**Task directions:** Render the listing from its start through the line containing "column 99, row 149" as a two-column CSV headed request_text and expected_answer, with one row per request. Put each request's text and its answer in a single quoted field each, and replace line breaks with spaces.

────────────────────

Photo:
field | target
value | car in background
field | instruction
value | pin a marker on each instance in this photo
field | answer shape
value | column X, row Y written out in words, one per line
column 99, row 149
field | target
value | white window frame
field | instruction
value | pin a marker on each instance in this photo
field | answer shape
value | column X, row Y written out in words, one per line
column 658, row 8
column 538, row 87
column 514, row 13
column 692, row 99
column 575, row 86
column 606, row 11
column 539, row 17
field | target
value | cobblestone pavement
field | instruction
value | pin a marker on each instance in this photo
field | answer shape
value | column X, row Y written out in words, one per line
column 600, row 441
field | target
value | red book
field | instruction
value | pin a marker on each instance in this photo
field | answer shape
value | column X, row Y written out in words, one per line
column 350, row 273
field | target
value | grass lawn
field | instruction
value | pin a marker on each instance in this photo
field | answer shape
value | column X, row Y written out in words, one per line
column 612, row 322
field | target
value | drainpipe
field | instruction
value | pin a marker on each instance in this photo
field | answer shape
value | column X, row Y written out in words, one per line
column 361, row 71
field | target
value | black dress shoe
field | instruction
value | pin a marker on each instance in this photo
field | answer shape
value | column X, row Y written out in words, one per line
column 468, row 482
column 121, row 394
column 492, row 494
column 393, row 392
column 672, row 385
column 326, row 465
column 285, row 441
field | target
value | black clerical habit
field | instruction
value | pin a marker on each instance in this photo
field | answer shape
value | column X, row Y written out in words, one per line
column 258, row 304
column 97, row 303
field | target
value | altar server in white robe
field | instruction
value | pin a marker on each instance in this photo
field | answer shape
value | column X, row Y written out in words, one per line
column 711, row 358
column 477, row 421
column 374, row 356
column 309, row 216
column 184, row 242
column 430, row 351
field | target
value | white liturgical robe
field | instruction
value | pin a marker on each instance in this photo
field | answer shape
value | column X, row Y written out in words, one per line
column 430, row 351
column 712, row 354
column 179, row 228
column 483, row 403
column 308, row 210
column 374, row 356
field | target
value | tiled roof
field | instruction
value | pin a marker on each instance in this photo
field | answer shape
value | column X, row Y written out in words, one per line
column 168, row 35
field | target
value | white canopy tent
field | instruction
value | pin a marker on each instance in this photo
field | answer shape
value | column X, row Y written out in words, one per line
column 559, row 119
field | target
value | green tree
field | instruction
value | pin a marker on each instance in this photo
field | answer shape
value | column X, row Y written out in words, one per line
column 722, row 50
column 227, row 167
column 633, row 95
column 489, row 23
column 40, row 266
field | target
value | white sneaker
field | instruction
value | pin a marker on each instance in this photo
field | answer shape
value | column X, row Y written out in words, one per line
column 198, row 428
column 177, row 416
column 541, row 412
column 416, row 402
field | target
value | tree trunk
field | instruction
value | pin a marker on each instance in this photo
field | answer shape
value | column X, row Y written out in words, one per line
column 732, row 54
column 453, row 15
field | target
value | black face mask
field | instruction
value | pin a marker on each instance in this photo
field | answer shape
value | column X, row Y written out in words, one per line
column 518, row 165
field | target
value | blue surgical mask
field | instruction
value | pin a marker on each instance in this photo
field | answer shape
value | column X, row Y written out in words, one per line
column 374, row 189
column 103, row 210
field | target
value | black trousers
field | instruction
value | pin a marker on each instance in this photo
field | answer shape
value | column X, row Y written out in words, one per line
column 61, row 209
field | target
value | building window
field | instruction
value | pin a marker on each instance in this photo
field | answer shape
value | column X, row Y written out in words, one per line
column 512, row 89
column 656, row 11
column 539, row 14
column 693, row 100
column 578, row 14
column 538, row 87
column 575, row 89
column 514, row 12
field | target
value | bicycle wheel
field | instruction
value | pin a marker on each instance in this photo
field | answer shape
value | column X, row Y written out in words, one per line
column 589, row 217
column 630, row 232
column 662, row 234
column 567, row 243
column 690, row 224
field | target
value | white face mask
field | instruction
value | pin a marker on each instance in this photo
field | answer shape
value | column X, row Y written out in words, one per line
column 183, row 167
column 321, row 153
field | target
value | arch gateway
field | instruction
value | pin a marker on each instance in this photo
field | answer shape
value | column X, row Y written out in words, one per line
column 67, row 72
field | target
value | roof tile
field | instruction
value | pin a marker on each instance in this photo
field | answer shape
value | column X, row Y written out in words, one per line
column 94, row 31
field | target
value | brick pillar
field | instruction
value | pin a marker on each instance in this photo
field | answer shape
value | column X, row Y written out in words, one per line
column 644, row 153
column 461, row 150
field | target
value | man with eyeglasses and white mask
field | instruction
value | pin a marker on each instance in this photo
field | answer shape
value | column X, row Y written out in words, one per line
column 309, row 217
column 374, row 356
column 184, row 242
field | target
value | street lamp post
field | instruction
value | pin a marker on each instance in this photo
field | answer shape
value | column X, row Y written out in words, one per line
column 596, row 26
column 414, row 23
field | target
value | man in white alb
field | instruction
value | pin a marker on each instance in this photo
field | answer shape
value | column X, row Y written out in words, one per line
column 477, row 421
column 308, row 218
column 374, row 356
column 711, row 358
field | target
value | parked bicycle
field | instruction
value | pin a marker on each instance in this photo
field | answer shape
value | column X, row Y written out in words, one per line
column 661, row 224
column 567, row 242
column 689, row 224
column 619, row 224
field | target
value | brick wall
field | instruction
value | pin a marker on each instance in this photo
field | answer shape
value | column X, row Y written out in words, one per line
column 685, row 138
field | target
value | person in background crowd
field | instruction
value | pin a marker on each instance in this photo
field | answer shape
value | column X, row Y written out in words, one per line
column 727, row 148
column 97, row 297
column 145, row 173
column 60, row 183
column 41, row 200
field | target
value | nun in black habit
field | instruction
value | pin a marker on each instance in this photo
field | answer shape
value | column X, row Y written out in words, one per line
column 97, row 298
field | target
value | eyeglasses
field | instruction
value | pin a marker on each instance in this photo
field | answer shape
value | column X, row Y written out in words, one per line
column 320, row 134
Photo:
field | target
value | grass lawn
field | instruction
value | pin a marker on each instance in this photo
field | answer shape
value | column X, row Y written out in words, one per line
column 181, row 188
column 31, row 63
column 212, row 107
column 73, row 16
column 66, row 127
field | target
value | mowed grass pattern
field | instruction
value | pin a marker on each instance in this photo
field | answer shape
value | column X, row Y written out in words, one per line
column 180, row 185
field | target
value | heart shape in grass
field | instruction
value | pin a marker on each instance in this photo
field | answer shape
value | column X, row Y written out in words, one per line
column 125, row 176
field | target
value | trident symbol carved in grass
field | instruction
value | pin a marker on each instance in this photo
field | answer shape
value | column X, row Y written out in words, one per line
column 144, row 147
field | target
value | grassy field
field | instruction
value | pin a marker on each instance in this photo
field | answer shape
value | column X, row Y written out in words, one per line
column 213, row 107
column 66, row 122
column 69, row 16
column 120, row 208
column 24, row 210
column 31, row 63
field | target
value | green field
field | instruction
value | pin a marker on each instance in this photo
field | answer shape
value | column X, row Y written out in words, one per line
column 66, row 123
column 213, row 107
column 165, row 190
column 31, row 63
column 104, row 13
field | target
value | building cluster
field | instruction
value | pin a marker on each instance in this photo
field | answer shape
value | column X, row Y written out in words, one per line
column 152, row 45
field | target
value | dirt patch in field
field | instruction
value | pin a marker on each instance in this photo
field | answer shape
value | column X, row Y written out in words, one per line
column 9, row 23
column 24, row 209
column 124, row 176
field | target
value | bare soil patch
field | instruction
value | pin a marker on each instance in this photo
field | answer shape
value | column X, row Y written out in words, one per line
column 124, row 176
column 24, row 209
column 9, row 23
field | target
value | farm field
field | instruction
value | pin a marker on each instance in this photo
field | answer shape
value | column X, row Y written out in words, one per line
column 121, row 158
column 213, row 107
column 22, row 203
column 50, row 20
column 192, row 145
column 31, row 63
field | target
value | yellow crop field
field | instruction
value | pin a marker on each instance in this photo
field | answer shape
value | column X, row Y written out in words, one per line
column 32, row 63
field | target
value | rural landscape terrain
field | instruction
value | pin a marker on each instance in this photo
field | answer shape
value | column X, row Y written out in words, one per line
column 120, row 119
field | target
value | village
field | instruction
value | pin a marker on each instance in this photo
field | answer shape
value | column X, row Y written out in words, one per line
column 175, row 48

────────────────────

**Solution:**
request_text,expected_answer
"Photo: field | target value | car in background field | instruction value | pin a marker on each instance in this photo field | answer shape value | column X, row Y written out in words, one per line","column 99, row 149"